• Work to do
Reproduce the listing below word for word, without altering any line.

• Provided material
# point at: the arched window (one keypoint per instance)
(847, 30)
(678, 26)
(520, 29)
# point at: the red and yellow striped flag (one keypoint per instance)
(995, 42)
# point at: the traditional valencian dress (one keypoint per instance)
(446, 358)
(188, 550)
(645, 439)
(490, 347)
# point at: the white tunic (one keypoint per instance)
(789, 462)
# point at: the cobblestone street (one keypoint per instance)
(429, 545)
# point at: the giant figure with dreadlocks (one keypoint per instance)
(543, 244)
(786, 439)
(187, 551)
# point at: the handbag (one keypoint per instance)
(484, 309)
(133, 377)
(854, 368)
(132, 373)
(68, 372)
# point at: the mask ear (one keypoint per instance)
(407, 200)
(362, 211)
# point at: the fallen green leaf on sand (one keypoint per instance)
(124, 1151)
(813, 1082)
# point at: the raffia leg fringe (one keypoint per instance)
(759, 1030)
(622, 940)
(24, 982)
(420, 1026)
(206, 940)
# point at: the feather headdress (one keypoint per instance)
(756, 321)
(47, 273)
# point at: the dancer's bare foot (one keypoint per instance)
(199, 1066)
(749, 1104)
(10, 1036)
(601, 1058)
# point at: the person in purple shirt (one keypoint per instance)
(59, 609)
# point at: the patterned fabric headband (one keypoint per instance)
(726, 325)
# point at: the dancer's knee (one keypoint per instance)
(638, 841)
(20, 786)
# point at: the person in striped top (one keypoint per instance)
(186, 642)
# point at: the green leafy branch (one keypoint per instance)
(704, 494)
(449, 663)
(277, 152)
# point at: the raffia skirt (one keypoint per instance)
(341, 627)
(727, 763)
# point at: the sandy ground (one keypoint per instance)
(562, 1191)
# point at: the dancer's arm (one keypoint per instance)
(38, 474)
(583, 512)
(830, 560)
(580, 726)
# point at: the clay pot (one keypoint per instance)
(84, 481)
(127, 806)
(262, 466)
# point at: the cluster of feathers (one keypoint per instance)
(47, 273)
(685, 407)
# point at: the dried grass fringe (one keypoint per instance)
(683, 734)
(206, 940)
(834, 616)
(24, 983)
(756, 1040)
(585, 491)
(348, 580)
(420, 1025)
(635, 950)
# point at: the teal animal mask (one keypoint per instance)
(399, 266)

• Task result
# point at: the arched window (one keypoint per instance)
(847, 30)
(678, 26)
(520, 29)
# point at: the red and yellow striped flag (one keypoint per instance)
(995, 42)
# point at: the traditional valencian dress (one keypoint per instance)
(446, 358)
(188, 550)
(645, 439)
(490, 347)
# point at: the white tunic (one keypoint per instance)
(789, 462)
# point at: the cobblestone street (one keypoint per instance)
(429, 545)
# point at: the giant figure with dreadlocks (one keypoint per instance)
(543, 244)
(786, 439)
(187, 551)
# point at: the handbag (one keypoint per instance)
(484, 309)
(133, 377)
(854, 368)
(132, 373)
(68, 372)
# point at: the mask ear (one keypoint per instance)
(407, 200)
(362, 211)
# point at: the fallen green leaf on sand (one keypoint per instance)
(124, 1151)
(813, 1082)
# point at: the raffia leg fringe (one keypoint per instance)
(759, 1030)
(622, 940)
(24, 982)
(420, 1026)
(206, 940)
# point at: the feather headdress (one keypoint per instance)
(756, 321)
(47, 273)
# point at: the dancer's bare foot (one keypoint per instance)
(199, 1066)
(749, 1104)
(10, 1036)
(601, 1058)
# point at: the person in purple shirt (one keypoint per instance)
(59, 609)
# point at: the patterned fabric headband (one keypoint per instance)
(726, 325)
# point at: the dancer's knee (one keypoint per instance)
(638, 841)
(20, 786)
# point at: the person in striped top (one keypoint per instance)
(186, 642)
# point at: the green leafy branch (one keypoint per instance)
(704, 494)
(449, 663)
(277, 152)
# point at: the raffia skirt (one keypoint per instance)
(341, 627)
(727, 763)
# point at: the sandy ground (one keypoint per instance)
(562, 1191)
# point at: the dancer's arm (one keypoint per instance)
(38, 474)
(583, 512)
(830, 560)
(580, 726)
# point at: the clay pot (one keypoint per instance)
(84, 481)
(127, 806)
(262, 466)
# point at: the cluster of feathers (one keypoint per instance)
(47, 273)
(685, 407)
# point at: the dried grass fringe (one keypoint per instance)
(683, 734)
(206, 940)
(834, 616)
(24, 983)
(756, 1040)
(585, 491)
(348, 580)
(420, 1025)
(635, 950)
# point at: the teal animal mask (one keypoint per instance)
(399, 266)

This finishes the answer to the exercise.